Excerpts from a dataset
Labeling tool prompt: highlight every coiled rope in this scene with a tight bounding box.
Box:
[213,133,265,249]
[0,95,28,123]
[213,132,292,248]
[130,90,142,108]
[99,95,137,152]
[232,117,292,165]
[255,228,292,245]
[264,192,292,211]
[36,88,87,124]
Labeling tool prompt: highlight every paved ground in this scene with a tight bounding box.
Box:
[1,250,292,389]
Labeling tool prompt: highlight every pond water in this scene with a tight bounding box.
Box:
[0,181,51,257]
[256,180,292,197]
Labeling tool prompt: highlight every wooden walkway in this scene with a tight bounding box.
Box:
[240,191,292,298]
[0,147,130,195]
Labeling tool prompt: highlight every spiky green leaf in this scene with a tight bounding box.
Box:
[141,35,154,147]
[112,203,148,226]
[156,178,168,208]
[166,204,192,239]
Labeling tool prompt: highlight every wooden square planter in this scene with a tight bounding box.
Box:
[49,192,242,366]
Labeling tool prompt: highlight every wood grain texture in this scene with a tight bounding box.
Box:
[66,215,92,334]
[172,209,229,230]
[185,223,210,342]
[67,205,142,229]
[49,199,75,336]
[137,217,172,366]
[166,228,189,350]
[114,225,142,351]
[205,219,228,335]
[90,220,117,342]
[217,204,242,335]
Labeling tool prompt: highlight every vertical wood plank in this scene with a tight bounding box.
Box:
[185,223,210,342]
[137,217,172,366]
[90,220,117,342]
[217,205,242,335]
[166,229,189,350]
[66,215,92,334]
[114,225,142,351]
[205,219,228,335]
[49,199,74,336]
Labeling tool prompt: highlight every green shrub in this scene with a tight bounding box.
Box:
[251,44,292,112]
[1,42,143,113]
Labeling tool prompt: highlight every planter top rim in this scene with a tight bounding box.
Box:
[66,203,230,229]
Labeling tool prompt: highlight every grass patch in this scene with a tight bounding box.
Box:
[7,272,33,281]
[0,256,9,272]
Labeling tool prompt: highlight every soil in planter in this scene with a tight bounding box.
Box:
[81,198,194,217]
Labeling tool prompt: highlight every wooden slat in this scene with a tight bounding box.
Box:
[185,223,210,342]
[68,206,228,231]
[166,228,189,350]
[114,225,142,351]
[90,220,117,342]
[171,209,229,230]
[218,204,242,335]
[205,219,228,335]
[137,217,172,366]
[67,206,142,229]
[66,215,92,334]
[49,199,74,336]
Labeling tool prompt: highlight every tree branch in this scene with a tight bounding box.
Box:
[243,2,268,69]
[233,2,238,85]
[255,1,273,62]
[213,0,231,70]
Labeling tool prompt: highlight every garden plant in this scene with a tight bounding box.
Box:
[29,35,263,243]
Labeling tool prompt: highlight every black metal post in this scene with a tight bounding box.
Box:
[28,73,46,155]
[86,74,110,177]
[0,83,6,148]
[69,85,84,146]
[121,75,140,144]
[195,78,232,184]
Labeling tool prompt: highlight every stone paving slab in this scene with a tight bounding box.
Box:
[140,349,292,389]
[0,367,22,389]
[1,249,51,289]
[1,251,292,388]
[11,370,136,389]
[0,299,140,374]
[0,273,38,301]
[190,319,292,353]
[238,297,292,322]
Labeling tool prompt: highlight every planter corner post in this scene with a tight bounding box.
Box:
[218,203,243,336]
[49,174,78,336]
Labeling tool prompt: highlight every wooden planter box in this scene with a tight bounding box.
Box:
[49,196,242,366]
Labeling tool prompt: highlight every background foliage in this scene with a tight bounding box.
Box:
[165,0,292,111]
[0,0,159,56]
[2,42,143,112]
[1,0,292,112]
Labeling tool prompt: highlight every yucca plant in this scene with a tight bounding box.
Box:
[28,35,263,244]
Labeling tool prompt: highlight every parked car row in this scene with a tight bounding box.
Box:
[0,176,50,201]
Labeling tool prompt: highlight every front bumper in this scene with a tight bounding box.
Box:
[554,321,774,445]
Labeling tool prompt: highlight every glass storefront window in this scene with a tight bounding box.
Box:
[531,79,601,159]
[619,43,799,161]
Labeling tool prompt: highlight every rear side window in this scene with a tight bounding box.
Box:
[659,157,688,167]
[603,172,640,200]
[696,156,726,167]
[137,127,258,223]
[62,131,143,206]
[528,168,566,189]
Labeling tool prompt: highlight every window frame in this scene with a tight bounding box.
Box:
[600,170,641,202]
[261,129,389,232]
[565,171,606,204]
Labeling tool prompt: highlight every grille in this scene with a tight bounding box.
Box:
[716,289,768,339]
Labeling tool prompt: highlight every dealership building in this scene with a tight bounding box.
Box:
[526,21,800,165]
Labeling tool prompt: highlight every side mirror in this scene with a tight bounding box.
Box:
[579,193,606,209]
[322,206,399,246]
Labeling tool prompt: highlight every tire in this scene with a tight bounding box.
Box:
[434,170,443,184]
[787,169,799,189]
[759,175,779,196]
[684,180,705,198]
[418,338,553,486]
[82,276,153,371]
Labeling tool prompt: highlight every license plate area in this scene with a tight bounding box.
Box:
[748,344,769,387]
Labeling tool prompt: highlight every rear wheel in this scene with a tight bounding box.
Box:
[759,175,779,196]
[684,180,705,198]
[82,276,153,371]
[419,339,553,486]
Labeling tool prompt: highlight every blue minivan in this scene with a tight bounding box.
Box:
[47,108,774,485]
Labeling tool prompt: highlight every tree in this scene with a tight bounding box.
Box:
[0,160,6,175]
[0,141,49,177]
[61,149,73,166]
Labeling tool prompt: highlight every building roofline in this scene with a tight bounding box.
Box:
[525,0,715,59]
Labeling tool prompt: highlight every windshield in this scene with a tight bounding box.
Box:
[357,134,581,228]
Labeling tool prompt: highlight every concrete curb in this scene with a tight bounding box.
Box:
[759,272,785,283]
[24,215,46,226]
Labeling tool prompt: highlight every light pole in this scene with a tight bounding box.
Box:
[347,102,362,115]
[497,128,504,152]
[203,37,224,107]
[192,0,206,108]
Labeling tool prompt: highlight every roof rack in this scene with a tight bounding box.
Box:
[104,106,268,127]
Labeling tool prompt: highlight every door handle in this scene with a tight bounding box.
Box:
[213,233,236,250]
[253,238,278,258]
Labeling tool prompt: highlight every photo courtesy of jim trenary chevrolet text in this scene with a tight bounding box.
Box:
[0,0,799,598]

Task item:
Show the data once more, exactly as it was written.

Finished exercise:
Labeling tool prompt: highlight every coiled rope in this scene with a tight bounding box.
Box:
[213,133,265,249]
[0,95,28,123]
[213,132,292,248]
[130,90,142,108]
[99,95,137,152]
[232,117,292,165]
[255,228,292,245]
[264,192,292,211]
[36,88,87,124]
Labeling tool prompt: highlight every paved ground in this scene with a tight bounding box.
Box:
[1,250,292,389]
Labeling tool prompt: highlight every pond water in this scene with a tight bounding box.
Box:
[0,181,51,257]
[256,180,292,197]
Labeling tool prompt: highlight every wooden walkway in this scene with a tight bounding box.
Box:
[240,191,292,298]
[0,147,130,195]
Labeling tool prompt: highlight every spiky green leaf in this scene with a tight bounding box.
Box:
[141,35,154,147]
[112,203,148,226]
[156,178,168,208]
[166,204,192,239]
Labeling tool prompt: highlight every wooden square planter in this scene with a tight bounding box.
Box:
[49,192,242,366]
Labeling tool prompt: highlight every wood grain texture in this scene with a tight bounding box.
Box:
[66,215,92,334]
[172,209,229,230]
[185,223,210,342]
[67,205,142,229]
[49,199,75,336]
[137,217,172,366]
[166,228,189,350]
[114,225,142,351]
[205,219,228,335]
[90,220,117,342]
[217,204,242,335]
Labeling tool prompt: highlight every vertical wood plank in this scene with a tight bounding box.
Box:
[185,223,210,342]
[137,217,172,366]
[90,220,117,342]
[217,205,242,335]
[166,229,189,350]
[66,215,92,334]
[114,225,142,351]
[205,219,228,335]
[49,199,74,336]
Labeling tool prompt: highlight every green shrub in this scene with a tight bounding box.
Box:
[251,44,292,112]
[1,42,143,113]
Labeling tool prompt: highlight every planter top rim in this scene with a tight bounding box.
Box:
[66,203,230,229]
Labeling tool prompt: highlight every grass patch in this scene with a tight bounding box.
Box:
[7,272,33,281]
[0,256,9,272]
Labeling tool prompt: highlight every soil in planter in this scene with a tight bounding box.
Box:
[81,198,194,217]
Labeling tool prompt: highlight every wooden slat in this scene with a tight bounding box.
Box:
[185,223,210,342]
[68,206,228,231]
[166,228,189,350]
[114,225,142,351]
[90,220,117,342]
[171,209,229,230]
[218,204,242,335]
[205,219,228,335]
[137,217,172,366]
[67,206,142,229]
[66,215,92,334]
[49,199,74,336]
Labeling tool prompt: highlight every tree branch in this scene with a tight bounding box.
Box:
[243,2,268,69]
[233,2,238,85]
[255,1,273,62]
[213,0,231,70]
Labeling tool prompt: highlight every garden plant in this scene with a tight bounding box.
Box:
[29,35,263,243]
Labeling tool prompt: highlight every black metal post in this scene with a tight bounding box.
Box:
[28,73,46,155]
[86,74,110,177]
[0,83,6,148]
[69,85,84,146]
[121,75,140,144]
[195,78,232,184]
Labeling tool prompt: highlight every stone paving slab in this scene with a tight bounding box.
Box:
[140,349,292,389]
[0,367,22,389]
[1,249,51,289]
[1,251,292,388]
[11,370,136,389]
[0,299,140,374]
[0,273,38,301]
[190,319,292,353]
[238,297,292,322]
Labeling tool prompt: highlight every planter corner post in this scene with a tight bounding box.
Box:
[218,203,243,336]
[49,174,78,336]
Labeling tool prompt: highlight every wooden planter box in this scene with a tight bounding box.
Box:
[49,196,242,366]
Labeling tool prompt: highlight every background foliage in this scene with a tight bounding box.
Box:
[165,0,292,111]
[0,0,159,56]
[2,42,143,112]
[1,0,292,112]
Labeling tool prompt: highlight every yucca plant in this scene with a tight bounding box.
Box:
[28,35,263,244]
Labeling tool prompt: highlight every parked car row in this scene with a tight bounding box.
Box:
[0,176,50,201]
Labeling tool prompt: highlight every front bumper in this scene with a tight bounding box.
Box:
[554,321,774,445]
Labeling tool prompt: highlight every glass storefront window in this scene with a tight bounding box.
Box:
[531,79,601,159]
[619,43,799,161]
Labeling tool prompt: highlight every rear side window in this scene with a tight bounding box.
Box:
[659,157,688,167]
[603,172,640,200]
[696,156,726,167]
[137,127,258,223]
[62,131,143,206]
[528,168,566,189]
Labeling tool prompt: highlight every window frame in this scene with a tight bounding box.
Box:
[600,170,641,202]
[261,129,389,232]
[565,171,606,204]
Labeling tool prompt: highlight every grille in this scene with a tight bounding box.
Box:
[716,289,768,339]
Labeling tool prompt: highlight every dealership building in this scene with a tight bounding box.
Box:
[526,21,800,165]
Labeling tool prompt: highlight every side mirror in this scene with a tight bounding box.
Box:
[579,193,606,209]
[322,206,399,246]
Labeling tool prompt: highlight every tire in this scene with a tight bounding box.
Box:
[434,170,443,184]
[787,169,799,189]
[759,175,779,196]
[684,180,705,198]
[418,338,553,486]
[82,276,153,371]
Labeling tool prompt: highlight every license plate area in this scene with a tight bounding box.
Box:
[748,344,769,387]
Labeling tool prompt: highlight every rear wheel in this scene with a tight bounding box.
Box:
[759,175,779,196]
[684,180,705,198]
[82,276,153,371]
[419,339,553,486]
Labeling tool prompt: highlight every blue minivan in this scene with a tight bounding box.
Box:
[47,108,774,485]
Labeling tool prompt: highlight every tree in this scene with a tight bounding box.
Box:
[0,160,6,175]
[0,141,49,177]
[61,149,73,166]
Labeling tool prompt: highlight every building roofline in this scene with a tight bounding box.
Box:
[525,0,715,59]
Labeling tool prompt: highlight every windshield in this scene with a tight bounding box.
Box:
[357,134,581,228]
Labeling tool prompt: highlight every concrete curb in this scene with a tight bounding box.
Box:
[759,272,785,283]
[24,215,46,226]
Labeling tool prompt: highlight every light pole in this scene with a tight bounding box.
Box:
[347,102,362,115]
[497,128,504,152]
[203,37,224,107]
[192,0,206,108]
Labeling tool prompt: highlight every roof rack in this scene with a tight bounding box.
Box:
[104,106,268,127]
Labeling tool prompt: highlight every door handle in this scene with a tight bounding box.
Box:
[213,233,236,250]
[253,238,278,258]
Labeling tool prompt: highlight every photo courtesy of jim trenary chevrolet text in this scene with a tight bounding box.
Box:
[0,0,799,598]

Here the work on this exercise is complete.